* WHAT YOU NEED TO DO
What is needed here is every line of the records that includes "background".

* SOURCE INFORMATION
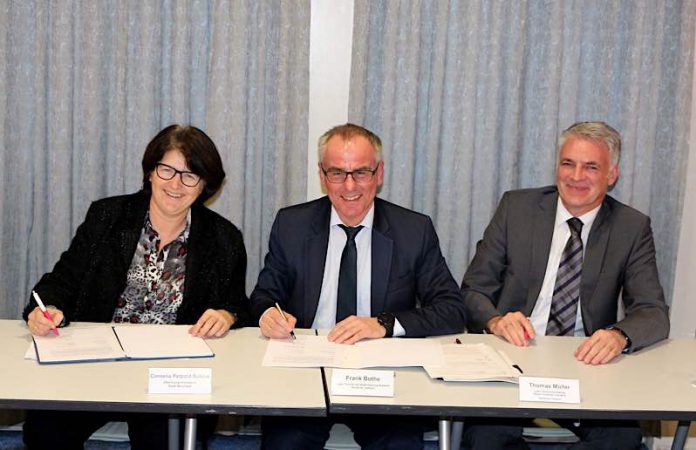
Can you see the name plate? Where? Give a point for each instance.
(178, 380)
(557, 390)
(370, 383)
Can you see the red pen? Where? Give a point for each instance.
(45, 312)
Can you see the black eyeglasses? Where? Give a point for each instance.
(167, 172)
(360, 176)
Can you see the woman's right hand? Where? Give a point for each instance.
(40, 325)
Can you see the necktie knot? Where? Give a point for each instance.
(351, 232)
(575, 225)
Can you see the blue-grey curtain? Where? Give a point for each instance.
(470, 97)
(86, 84)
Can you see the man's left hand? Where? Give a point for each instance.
(213, 323)
(353, 329)
(601, 347)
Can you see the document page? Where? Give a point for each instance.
(317, 351)
(108, 343)
(78, 344)
(161, 341)
(473, 362)
(305, 351)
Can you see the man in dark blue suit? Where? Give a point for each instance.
(401, 285)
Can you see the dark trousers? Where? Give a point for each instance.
(491, 434)
(68, 430)
(374, 432)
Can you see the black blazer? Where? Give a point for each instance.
(508, 269)
(409, 275)
(90, 276)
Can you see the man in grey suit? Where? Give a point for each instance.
(401, 285)
(555, 261)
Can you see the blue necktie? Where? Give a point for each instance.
(348, 276)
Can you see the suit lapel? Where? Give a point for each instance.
(132, 225)
(382, 247)
(316, 244)
(541, 246)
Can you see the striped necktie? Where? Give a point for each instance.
(566, 291)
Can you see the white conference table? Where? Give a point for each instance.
(651, 384)
(240, 384)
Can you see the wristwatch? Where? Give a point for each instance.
(629, 344)
(387, 322)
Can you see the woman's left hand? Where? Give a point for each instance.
(213, 323)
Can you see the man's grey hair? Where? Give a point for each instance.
(347, 131)
(598, 132)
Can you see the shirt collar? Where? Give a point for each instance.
(183, 236)
(562, 215)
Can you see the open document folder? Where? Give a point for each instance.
(317, 351)
(110, 343)
(473, 362)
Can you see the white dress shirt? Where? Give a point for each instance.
(561, 233)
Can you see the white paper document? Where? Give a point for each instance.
(317, 351)
(107, 343)
(473, 362)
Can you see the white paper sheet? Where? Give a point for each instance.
(101, 343)
(473, 362)
(317, 351)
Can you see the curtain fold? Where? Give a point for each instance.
(470, 97)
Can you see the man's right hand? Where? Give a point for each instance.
(512, 327)
(39, 325)
(274, 326)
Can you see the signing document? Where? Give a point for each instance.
(110, 343)
(474, 362)
(317, 351)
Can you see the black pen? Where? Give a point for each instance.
(282, 314)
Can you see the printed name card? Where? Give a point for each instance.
(557, 390)
(370, 383)
(178, 380)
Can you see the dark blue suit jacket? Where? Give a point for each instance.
(409, 275)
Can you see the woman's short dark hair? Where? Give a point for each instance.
(199, 151)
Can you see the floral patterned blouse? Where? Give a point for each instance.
(155, 282)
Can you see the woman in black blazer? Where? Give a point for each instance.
(156, 256)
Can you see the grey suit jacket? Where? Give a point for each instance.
(409, 275)
(510, 262)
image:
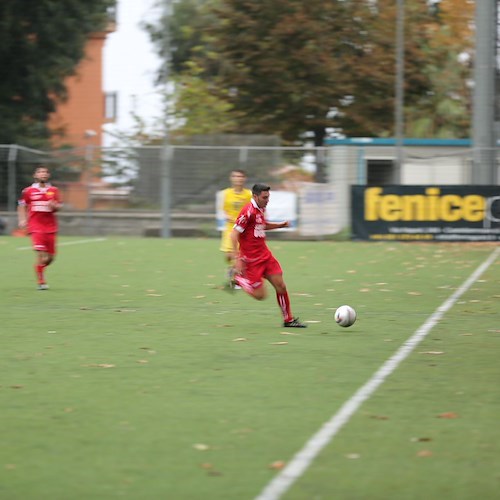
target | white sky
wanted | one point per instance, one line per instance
(130, 63)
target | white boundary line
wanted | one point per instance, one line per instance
(67, 243)
(303, 459)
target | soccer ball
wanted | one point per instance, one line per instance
(345, 316)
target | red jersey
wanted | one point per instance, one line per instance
(41, 218)
(251, 224)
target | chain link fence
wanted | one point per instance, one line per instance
(143, 181)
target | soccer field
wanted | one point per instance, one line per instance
(136, 376)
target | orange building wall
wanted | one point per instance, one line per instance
(84, 108)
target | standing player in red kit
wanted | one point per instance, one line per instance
(36, 213)
(254, 261)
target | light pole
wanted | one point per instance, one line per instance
(166, 152)
(484, 168)
(399, 90)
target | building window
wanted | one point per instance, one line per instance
(111, 106)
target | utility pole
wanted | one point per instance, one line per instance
(399, 89)
(484, 168)
(166, 152)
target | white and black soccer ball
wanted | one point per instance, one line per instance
(345, 316)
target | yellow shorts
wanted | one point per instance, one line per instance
(225, 243)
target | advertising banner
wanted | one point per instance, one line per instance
(426, 213)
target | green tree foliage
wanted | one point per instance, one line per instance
(291, 67)
(41, 43)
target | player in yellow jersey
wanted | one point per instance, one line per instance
(234, 198)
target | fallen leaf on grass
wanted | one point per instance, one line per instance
(201, 447)
(100, 365)
(277, 465)
(424, 453)
(449, 414)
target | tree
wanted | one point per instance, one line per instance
(293, 68)
(41, 43)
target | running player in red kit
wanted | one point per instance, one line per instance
(254, 261)
(36, 212)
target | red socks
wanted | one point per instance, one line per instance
(39, 268)
(284, 303)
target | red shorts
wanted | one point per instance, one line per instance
(44, 242)
(256, 271)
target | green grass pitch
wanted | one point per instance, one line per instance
(135, 376)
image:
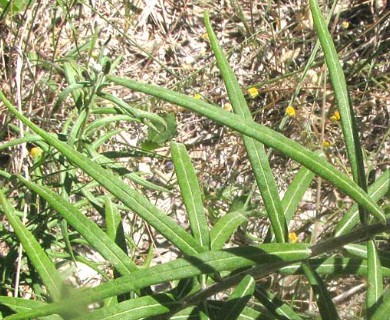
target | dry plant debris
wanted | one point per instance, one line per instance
(164, 43)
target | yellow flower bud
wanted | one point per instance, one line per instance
(336, 116)
(290, 111)
(36, 152)
(292, 236)
(253, 92)
(326, 144)
(227, 107)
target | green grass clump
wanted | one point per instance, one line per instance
(78, 198)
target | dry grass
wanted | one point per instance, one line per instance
(163, 42)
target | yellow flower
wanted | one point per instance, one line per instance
(345, 24)
(292, 236)
(36, 152)
(227, 107)
(326, 144)
(253, 92)
(336, 116)
(290, 111)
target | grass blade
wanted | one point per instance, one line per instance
(114, 225)
(207, 262)
(335, 266)
(88, 229)
(383, 310)
(224, 228)
(295, 192)
(238, 299)
(23, 305)
(376, 191)
(131, 198)
(265, 135)
(275, 305)
(134, 309)
(324, 301)
(42, 264)
(374, 280)
(255, 150)
(348, 123)
(191, 194)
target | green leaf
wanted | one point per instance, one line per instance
(275, 305)
(296, 191)
(324, 301)
(131, 111)
(374, 296)
(335, 266)
(159, 135)
(131, 198)
(114, 225)
(22, 305)
(106, 121)
(224, 228)
(383, 310)
(88, 229)
(42, 264)
(134, 309)
(238, 299)
(376, 191)
(206, 262)
(191, 194)
(348, 122)
(255, 150)
(261, 133)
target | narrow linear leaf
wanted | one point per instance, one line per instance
(114, 225)
(324, 301)
(238, 299)
(275, 305)
(335, 266)
(105, 121)
(140, 114)
(360, 251)
(23, 305)
(295, 192)
(265, 135)
(134, 309)
(376, 191)
(42, 264)
(383, 310)
(348, 122)
(131, 198)
(191, 194)
(207, 262)
(255, 150)
(224, 228)
(374, 279)
(88, 229)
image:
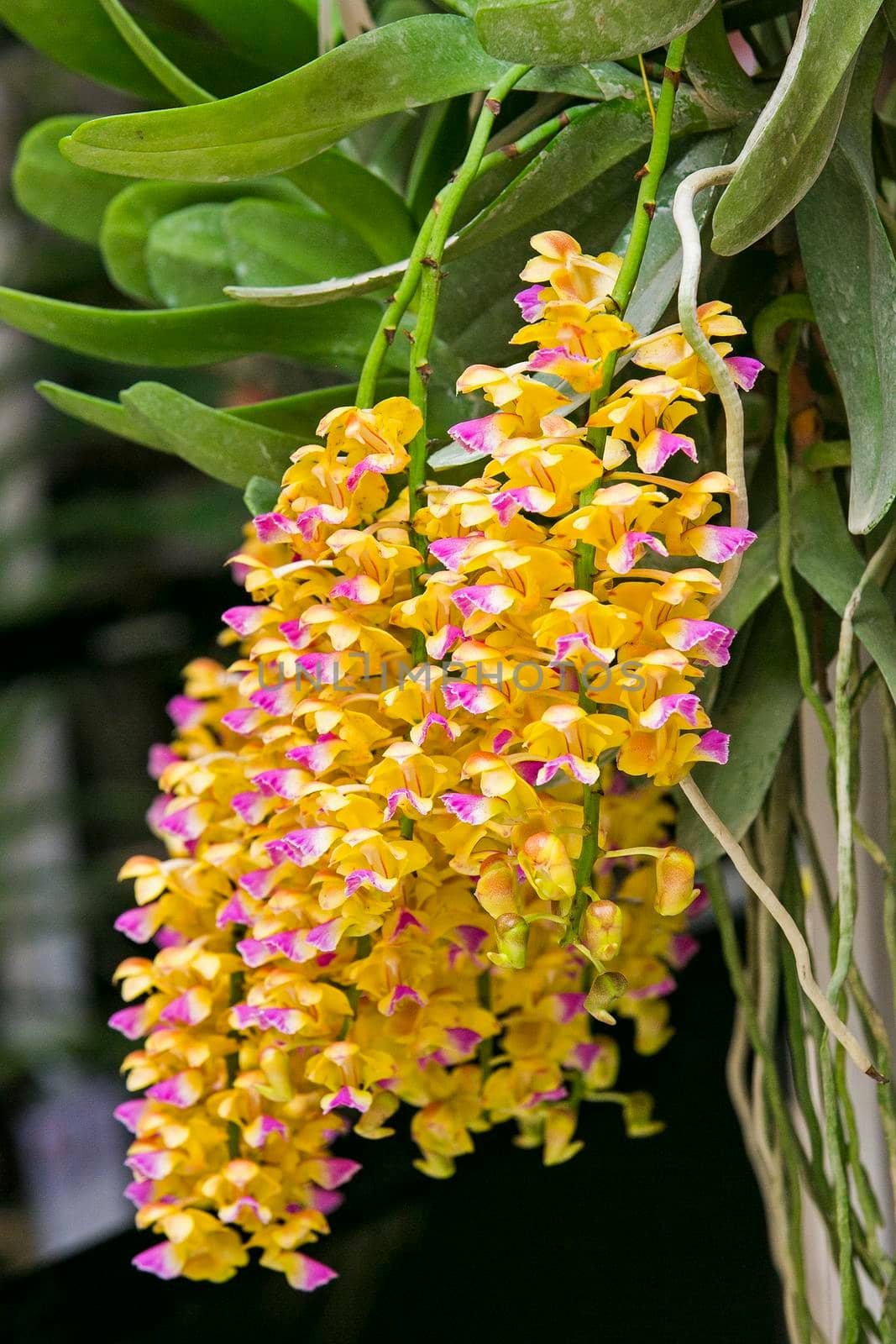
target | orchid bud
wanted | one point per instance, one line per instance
(602, 929)
(605, 991)
(513, 938)
(496, 889)
(546, 864)
(674, 882)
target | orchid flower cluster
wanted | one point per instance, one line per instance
(375, 889)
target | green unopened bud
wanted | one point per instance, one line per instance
(602, 929)
(513, 938)
(605, 991)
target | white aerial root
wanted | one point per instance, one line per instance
(788, 927)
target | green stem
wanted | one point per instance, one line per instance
(586, 862)
(237, 983)
(410, 281)
(430, 286)
(785, 566)
(624, 288)
(792, 1151)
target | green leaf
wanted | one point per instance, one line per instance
(322, 292)
(406, 65)
(179, 85)
(261, 495)
(409, 64)
(790, 143)
(329, 338)
(826, 454)
(438, 151)
(582, 152)
(338, 185)
(188, 259)
(81, 37)
(826, 557)
(55, 192)
(221, 445)
(571, 33)
(278, 244)
(715, 73)
(297, 416)
(889, 13)
(851, 273)
(275, 33)
(758, 714)
(132, 214)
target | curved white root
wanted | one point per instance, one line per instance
(788, 927)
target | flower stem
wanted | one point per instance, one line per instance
(399, 304)
(430, 284)
(584, 864)
(624, 288)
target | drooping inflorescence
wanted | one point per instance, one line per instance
(417, 833)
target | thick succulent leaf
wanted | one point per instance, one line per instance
(589, 147)
(80, 35)
(277, 244)
(790, 143)
(221, 445)
(571, 33)
(851, 273)
(296, 416)
(331, 338)
(187, 257)
(758, 712)
(409, 64)
(360, 201)
(658, 281)
(715, 73)
(277, 34)
(132, 214)
(55, 192)
(324, 291)
(826, 557)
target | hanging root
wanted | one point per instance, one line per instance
(788, 927)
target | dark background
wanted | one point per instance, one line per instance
(112, 581)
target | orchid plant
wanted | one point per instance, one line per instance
(445, 808)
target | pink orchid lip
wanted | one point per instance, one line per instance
(530, 302)
(714, 746)
(745, 370)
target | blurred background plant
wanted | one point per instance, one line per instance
(121, 495)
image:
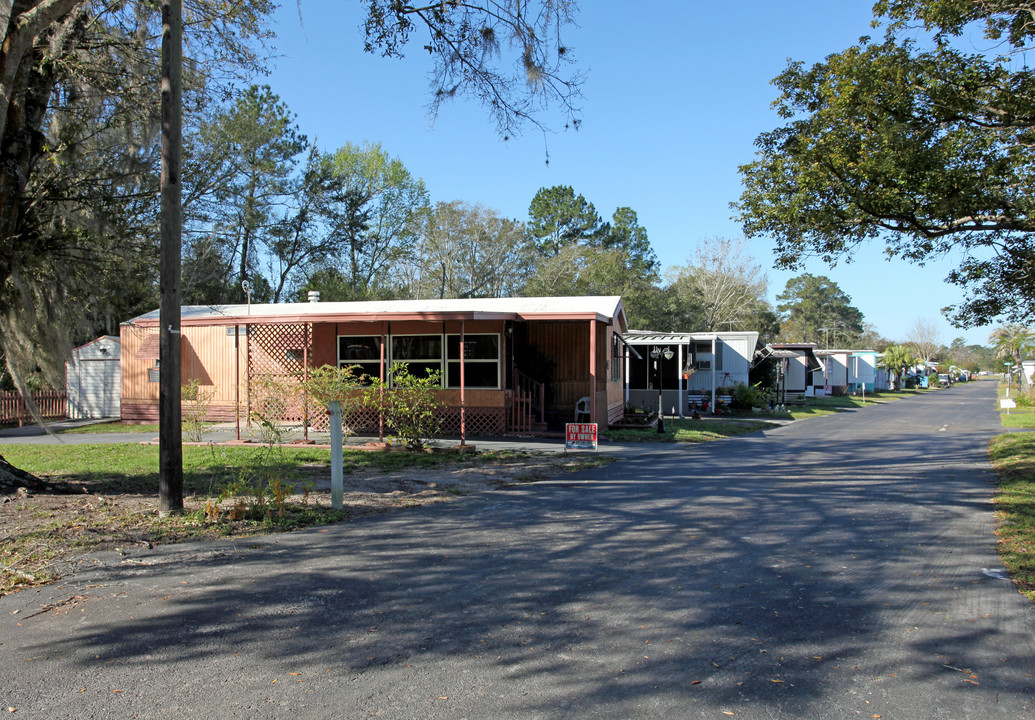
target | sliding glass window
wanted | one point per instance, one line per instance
(422, 354)
(481, 361)
(363, 351)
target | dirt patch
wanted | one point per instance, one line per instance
(42, 535)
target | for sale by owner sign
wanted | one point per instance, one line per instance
(580, 436)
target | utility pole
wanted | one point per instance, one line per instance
(170, 441)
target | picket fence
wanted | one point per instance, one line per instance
(13, 408)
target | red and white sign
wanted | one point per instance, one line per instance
(580, 436)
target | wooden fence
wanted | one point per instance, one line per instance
(13, 408)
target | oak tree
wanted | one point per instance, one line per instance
(917, 142)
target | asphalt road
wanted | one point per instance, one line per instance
(841, 567)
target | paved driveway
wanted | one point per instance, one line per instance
(840, 567)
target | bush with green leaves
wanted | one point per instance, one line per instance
(196, 399)
(342, 385)
(408, 403)
(746, 396)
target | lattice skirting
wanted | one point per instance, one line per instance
(479, 421)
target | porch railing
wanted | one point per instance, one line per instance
(527, 405)
(15, 409)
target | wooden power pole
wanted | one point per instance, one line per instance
(170, 441)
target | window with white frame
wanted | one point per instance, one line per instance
(363, 351)
(481, 361)
(422, 354)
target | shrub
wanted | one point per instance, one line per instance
(196, 399)
(408, 403)
(342, 385)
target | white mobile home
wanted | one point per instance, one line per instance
(862, 370)
(685, 368)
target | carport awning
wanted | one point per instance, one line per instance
(627, 345)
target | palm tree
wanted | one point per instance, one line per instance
(896, 359)
(1012, 341)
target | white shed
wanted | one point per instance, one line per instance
(93, 380)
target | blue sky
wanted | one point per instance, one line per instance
(676, 93)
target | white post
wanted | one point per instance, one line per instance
(336, 456)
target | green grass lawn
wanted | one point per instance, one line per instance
(686, 430)
(126, 467)
(1013, 456)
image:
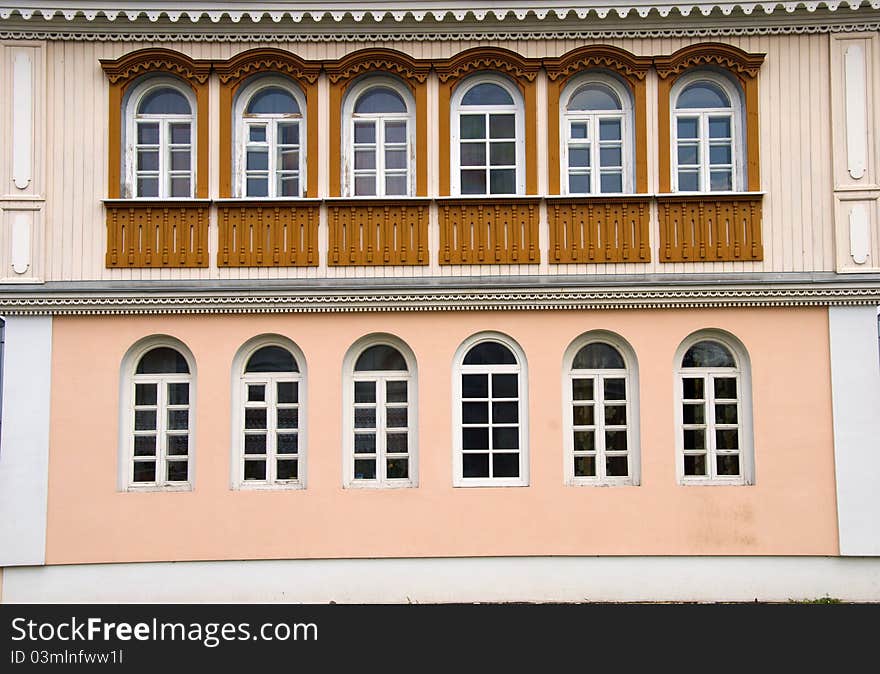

* FINISHED EXERCISE
target | dark background
target | blurred background plant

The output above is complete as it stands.